■ TASK INSTRUCTIONS ■
Render the data below as a Markdown table with two columns, Row and Line. Put one numbered row per line and skip any blank lines.

Stored items:

▬▬▬▬▬▬

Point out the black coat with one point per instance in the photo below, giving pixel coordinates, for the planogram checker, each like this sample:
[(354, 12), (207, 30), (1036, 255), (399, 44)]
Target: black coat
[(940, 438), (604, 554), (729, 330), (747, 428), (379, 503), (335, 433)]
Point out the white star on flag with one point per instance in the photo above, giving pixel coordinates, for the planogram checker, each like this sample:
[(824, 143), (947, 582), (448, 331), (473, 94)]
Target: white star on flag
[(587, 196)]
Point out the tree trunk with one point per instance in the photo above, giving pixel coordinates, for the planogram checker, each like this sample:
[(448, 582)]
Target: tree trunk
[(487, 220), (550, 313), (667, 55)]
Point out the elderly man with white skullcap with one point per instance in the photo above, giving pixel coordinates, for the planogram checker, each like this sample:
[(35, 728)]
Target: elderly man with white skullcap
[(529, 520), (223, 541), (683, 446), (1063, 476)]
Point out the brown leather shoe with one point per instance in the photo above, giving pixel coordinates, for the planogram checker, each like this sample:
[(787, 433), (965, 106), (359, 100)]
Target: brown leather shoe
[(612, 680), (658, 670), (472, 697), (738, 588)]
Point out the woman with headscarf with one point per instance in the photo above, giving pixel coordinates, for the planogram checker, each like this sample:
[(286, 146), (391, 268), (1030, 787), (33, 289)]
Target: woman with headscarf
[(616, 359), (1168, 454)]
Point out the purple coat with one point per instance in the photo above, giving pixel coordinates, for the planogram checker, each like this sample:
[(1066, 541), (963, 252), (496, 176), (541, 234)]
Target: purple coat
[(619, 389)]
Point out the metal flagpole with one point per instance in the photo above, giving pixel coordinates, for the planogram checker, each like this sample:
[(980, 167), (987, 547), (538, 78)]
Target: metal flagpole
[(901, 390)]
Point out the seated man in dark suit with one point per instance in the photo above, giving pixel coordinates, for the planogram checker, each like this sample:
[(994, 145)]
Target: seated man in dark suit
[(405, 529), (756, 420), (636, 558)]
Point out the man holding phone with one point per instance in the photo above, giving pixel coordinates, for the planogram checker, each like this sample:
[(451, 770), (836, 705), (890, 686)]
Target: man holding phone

▬▬▬▬▬▬

■ ANSWER TO THE EXERCISE ■
| Row | Line |
|---|---|
| 1 | Point out the black coat with one point per instance in the photo below, giving pixel coordinates, for the planogram checker, each like this sample: |
| 2 | [(354, 12), (207, 30), (1036, 255), (399, 44)] |
| 3 | Target: black coat |
| 4 | [(940, 438), (604, 554), (729, 330), (747, 428), (379, 503), (335, 433)] |
| 5 | Point out the white star on flag with one point per instance in the photo above, giving pixel coordinates, for the planogram checker, each like this sample: |
| 6 | [(824, 143), (947, 582), (448, 331), (473, 94)] |
| 7 | Target: white star on flag |
| 8 | [(587, 196)] |
| 9 | Point out the tree trunk with one point per instance in the photo above, giving pixel coordinates, for the planogram checker, each like this sample: |
| 10 | [(448, 582)] |
| 11 | Target: tree trunk |
| 12 | [(487, 220), (550, 313), (667, 55)] |
| 13 | Point out the elderly man with white skullcap with one point per instance in the photo above, giving pixel coordinates, for the planogram checker, each like this sample: |
| 14 | [(35, 728)] |
| 15 | Target: elderly man with white skullcap |
| 16 | [(529, 520), (223, 541), (683, 446), (1063, 476)] |
| 17 | Point out the brown leather shoe with one point per instance in the photo above, giving pixel coordinates, for the planogram checker, each like this sample: |
| 18 | [(787, 433), (965, 106), (359, 100)] |
| 19 | Target: brown leather shoe |
| 20 | [(612, 680), (658, 670), (472, 697), (738, 588)] |
| 21 | Point out the woman with headscarf with one point per instance in the photo above, giving pixel coordinates, for the planogram checker, each like this sample: |
| 22 | [(286, 146), (391, 268), (1030, 787), (33, 289)] |
| 23 | Target: woman with headscarf |
| 24 | [(616, 359), (1168, 454)] |
| 25 | Point out the purple coat with one point per instance in the photo above, giving pixel coordinates, for the planogram checker, each like this sample: |
| 26 | [(1066, 541), (963, 252), (496, 176), (541, 234)] |
| 27 | Target: purple coat |
| 28 | [(619, 389)] |
| 29 | Point out the metal flagpole with one point per instance in the photo above, giving pixel coordinates, for the planogram checker, each like this sample: |
| 30 | [(980, 167), (987, 547), (538, 78)] |
| 31 | Target: metal flagpole |
| 32 | [(901, 390)] |
| 33 | Point out the seated man in dark suit with one point per instance in the photo above, giving pixel coordinates, for the planogram checker, each like this sample: |
| 34 | [(994, 145)] |
| 35 | Target: seated man in dark suit |
| 36 | [(405, 529), (756, 420), (636, 558)] |
| 37 | Point out the man holding phone with one point per instance in the photo above, giving pixel coordinates, for the planogram checker, each like this sample: |
| 38 | [(451, 770), (836, 705), (890, 686)] |
| 39 | Target: man holding phone |